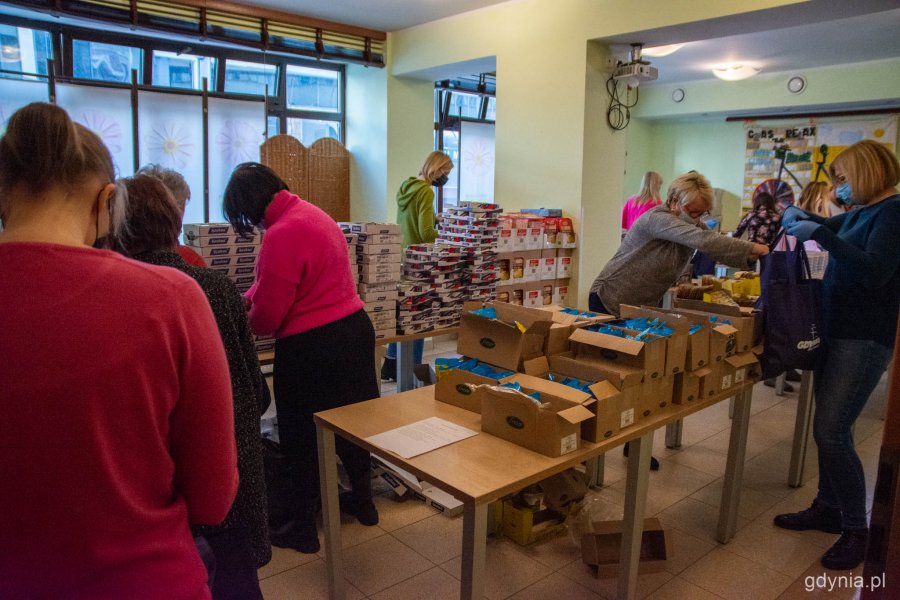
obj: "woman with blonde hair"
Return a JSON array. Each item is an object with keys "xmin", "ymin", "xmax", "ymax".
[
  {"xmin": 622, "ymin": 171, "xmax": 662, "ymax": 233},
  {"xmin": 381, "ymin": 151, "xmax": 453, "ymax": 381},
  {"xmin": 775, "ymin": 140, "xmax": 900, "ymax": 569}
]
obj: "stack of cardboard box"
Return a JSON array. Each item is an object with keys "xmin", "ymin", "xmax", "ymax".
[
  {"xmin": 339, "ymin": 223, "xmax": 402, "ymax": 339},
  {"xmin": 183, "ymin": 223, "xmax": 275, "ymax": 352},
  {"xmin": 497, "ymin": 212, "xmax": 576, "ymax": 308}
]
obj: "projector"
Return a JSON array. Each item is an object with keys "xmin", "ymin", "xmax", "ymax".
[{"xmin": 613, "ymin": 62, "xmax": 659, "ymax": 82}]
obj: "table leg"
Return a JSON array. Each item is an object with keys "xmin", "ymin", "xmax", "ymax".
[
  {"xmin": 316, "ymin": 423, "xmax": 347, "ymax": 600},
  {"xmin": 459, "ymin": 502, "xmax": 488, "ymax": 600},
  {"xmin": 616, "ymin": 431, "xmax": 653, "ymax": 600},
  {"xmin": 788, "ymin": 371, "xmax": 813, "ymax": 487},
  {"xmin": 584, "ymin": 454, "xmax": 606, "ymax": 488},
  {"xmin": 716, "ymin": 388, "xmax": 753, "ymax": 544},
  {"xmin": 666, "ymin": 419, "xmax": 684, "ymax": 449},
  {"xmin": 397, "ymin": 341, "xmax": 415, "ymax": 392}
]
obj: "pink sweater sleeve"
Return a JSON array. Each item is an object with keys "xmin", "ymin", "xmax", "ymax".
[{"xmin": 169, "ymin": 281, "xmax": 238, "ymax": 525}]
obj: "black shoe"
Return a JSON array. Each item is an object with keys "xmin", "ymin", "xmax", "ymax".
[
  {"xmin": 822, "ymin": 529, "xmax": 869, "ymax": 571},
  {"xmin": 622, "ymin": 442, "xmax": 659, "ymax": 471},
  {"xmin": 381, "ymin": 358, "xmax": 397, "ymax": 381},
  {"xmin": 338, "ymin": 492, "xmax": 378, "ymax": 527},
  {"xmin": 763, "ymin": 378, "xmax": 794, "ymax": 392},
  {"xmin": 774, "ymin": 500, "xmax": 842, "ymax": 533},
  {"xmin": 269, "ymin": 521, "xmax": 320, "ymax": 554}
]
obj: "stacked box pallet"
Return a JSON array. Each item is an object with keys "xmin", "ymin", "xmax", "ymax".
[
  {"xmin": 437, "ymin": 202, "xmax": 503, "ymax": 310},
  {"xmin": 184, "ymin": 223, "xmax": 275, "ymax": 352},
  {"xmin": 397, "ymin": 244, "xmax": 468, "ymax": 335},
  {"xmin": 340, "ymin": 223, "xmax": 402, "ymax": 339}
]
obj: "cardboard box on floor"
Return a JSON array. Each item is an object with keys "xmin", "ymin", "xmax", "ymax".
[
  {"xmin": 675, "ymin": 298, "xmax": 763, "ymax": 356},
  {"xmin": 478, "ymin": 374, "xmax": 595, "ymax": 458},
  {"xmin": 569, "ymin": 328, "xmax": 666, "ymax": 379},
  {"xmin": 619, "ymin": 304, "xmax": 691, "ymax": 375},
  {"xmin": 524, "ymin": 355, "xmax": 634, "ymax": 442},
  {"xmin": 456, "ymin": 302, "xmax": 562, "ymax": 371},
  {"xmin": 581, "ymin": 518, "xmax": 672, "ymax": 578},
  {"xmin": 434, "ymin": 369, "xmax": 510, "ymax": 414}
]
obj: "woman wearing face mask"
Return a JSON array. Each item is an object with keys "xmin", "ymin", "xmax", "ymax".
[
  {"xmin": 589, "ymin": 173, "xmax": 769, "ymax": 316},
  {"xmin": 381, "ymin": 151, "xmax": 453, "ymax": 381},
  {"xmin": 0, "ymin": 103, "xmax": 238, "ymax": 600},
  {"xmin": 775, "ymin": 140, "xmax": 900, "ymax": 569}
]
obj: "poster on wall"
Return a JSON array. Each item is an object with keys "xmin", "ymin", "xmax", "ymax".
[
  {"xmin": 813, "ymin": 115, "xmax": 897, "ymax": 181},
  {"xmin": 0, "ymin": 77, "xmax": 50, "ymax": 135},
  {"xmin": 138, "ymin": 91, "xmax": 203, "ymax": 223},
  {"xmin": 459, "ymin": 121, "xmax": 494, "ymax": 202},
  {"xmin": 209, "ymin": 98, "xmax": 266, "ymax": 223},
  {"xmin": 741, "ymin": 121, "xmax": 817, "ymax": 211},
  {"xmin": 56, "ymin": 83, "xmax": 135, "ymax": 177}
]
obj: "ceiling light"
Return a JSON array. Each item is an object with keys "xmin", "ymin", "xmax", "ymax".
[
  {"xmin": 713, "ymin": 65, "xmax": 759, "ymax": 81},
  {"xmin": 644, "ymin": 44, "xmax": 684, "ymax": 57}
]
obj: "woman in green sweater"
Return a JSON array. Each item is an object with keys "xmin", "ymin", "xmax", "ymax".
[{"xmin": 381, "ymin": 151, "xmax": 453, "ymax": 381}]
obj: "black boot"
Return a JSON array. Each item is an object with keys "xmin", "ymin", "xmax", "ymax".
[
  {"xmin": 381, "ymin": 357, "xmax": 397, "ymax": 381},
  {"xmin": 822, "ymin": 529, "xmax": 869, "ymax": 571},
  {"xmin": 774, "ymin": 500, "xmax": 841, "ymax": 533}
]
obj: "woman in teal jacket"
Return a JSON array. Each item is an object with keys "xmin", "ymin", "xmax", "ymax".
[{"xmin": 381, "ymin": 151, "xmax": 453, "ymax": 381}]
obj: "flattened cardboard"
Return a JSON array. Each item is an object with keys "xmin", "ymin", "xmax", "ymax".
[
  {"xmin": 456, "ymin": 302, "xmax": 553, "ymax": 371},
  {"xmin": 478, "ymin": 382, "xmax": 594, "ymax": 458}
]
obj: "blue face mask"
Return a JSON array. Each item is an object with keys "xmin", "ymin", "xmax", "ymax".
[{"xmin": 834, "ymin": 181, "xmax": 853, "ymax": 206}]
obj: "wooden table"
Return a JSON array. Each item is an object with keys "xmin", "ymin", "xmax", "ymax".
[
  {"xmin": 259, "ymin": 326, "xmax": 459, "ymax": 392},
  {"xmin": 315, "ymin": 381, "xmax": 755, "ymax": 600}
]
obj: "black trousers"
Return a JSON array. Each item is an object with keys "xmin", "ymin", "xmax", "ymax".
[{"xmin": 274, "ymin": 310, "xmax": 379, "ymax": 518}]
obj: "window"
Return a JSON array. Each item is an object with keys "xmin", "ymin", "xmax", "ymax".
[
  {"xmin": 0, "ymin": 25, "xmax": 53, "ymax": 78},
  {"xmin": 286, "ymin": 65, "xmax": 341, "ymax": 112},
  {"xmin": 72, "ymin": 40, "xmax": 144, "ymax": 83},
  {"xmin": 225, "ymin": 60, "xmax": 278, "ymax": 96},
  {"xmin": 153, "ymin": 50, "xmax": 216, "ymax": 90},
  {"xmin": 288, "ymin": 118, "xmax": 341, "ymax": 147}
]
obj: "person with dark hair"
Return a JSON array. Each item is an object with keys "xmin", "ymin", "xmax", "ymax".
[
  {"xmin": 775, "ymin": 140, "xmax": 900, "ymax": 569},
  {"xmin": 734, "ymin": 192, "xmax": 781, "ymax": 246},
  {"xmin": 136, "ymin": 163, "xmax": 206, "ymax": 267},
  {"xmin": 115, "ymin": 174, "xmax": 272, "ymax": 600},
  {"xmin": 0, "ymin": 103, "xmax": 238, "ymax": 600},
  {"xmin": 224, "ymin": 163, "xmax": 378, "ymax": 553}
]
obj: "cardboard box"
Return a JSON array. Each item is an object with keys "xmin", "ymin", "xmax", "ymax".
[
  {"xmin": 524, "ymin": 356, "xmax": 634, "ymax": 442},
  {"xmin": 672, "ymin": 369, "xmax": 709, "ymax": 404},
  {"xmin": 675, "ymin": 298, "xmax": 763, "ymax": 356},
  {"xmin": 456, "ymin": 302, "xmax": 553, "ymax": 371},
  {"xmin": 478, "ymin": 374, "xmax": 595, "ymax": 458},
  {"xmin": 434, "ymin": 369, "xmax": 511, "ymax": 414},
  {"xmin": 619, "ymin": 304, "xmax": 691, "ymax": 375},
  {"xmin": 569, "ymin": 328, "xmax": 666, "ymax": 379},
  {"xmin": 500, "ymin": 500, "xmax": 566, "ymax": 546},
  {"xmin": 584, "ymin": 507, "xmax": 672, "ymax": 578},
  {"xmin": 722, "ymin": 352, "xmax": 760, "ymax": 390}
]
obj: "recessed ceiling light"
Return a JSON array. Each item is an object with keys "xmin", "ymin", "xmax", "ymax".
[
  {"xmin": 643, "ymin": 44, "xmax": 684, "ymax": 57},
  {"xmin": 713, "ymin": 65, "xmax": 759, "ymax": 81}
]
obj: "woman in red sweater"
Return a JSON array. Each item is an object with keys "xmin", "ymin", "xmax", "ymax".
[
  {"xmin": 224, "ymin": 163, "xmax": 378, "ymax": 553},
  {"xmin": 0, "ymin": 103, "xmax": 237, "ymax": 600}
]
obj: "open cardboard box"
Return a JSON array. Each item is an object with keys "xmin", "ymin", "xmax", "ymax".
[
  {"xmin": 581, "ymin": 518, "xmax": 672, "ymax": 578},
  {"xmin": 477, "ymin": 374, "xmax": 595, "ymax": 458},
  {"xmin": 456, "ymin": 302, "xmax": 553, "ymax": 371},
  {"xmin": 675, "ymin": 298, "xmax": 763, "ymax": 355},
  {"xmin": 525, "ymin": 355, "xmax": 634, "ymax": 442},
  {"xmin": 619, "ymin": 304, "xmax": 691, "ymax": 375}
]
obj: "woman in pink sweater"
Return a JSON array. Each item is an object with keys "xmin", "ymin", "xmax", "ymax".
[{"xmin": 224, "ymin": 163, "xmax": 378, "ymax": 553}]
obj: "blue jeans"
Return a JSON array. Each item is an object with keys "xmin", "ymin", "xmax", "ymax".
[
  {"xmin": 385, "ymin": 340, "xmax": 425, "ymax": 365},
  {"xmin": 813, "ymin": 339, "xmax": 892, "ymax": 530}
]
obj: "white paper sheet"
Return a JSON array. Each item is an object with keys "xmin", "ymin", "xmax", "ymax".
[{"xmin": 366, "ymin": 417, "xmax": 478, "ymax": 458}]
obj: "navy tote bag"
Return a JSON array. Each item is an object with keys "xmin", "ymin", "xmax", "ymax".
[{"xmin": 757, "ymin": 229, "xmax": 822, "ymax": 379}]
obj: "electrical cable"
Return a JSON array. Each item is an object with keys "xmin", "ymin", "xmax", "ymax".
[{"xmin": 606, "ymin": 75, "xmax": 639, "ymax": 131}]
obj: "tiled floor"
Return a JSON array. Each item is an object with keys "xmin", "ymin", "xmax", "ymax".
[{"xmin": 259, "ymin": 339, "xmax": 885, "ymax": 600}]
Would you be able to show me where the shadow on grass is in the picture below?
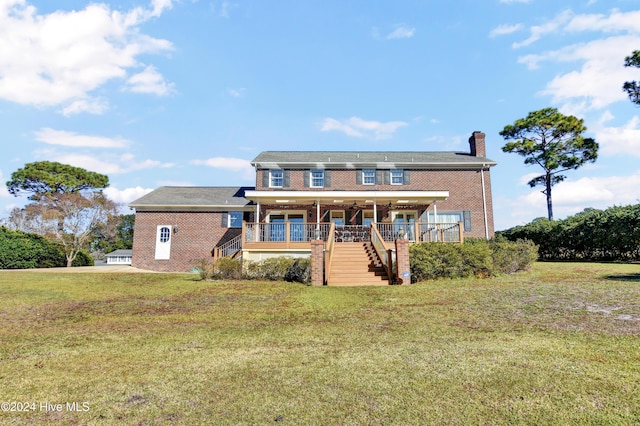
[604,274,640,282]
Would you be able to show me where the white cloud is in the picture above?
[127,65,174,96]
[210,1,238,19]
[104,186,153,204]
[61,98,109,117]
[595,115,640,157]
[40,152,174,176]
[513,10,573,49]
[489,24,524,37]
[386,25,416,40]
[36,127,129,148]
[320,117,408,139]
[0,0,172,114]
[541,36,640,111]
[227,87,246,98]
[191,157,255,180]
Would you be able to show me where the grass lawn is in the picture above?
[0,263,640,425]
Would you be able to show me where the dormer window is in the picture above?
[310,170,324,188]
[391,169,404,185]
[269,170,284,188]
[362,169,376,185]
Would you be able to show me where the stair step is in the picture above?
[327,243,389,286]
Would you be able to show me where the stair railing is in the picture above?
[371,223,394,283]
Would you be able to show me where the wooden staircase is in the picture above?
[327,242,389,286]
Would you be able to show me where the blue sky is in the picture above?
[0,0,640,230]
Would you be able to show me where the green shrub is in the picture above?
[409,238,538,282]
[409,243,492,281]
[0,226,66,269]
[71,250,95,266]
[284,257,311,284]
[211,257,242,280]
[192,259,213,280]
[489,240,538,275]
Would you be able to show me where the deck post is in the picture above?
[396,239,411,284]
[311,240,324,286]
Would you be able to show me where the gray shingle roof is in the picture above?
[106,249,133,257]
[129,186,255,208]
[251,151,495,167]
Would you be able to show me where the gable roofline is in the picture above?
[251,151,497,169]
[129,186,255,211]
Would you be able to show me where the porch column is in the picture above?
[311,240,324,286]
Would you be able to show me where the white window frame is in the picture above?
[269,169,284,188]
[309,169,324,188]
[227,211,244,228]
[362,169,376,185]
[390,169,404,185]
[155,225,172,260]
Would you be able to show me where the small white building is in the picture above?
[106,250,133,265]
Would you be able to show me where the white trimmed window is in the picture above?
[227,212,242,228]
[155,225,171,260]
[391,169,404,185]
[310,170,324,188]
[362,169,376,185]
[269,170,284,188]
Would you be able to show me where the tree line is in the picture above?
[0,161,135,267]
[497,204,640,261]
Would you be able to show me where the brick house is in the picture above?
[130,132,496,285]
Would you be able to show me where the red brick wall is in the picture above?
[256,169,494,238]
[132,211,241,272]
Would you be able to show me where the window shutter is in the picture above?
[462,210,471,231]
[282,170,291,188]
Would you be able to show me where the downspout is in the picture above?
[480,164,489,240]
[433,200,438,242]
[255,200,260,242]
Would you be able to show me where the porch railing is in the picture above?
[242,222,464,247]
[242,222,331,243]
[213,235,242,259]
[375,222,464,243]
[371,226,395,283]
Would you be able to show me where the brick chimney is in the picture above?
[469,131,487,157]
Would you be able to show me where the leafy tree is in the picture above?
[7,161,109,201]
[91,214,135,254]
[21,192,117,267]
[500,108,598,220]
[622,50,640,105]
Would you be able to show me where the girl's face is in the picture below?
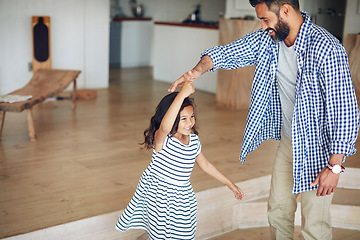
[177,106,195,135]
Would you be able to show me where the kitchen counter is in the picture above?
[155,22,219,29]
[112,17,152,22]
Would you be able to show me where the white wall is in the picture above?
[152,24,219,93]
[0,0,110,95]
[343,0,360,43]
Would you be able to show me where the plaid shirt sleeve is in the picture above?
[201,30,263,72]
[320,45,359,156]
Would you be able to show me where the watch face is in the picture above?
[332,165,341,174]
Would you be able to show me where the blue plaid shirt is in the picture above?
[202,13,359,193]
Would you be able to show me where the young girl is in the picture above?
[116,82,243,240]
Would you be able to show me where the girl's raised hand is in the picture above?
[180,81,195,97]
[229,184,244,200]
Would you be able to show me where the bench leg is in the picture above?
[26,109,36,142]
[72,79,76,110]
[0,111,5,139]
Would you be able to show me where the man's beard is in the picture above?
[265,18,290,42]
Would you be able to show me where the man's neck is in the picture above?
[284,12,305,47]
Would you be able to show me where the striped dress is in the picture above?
___
Render the records from the line with "Would you be able to show me where the bench" through the last line of the records, both included, as a numbered list, leaving out any blank lines.

EXERCISE SOLUTION:
1. Would you be able to show me where the bench leg is in the picture above?
2. [26,109,36,142]
3. [72,79,76,110]
4. [0,111,5,139]
5. Would you be able to show me where the man's beard is in the picture above?
6. [265,18,290,42]
7. Would you be able to show me where the man's neck is in the picture above?
8. [284,12,305,47]
9. Would you be able to show me where the striped dress is in the picture above?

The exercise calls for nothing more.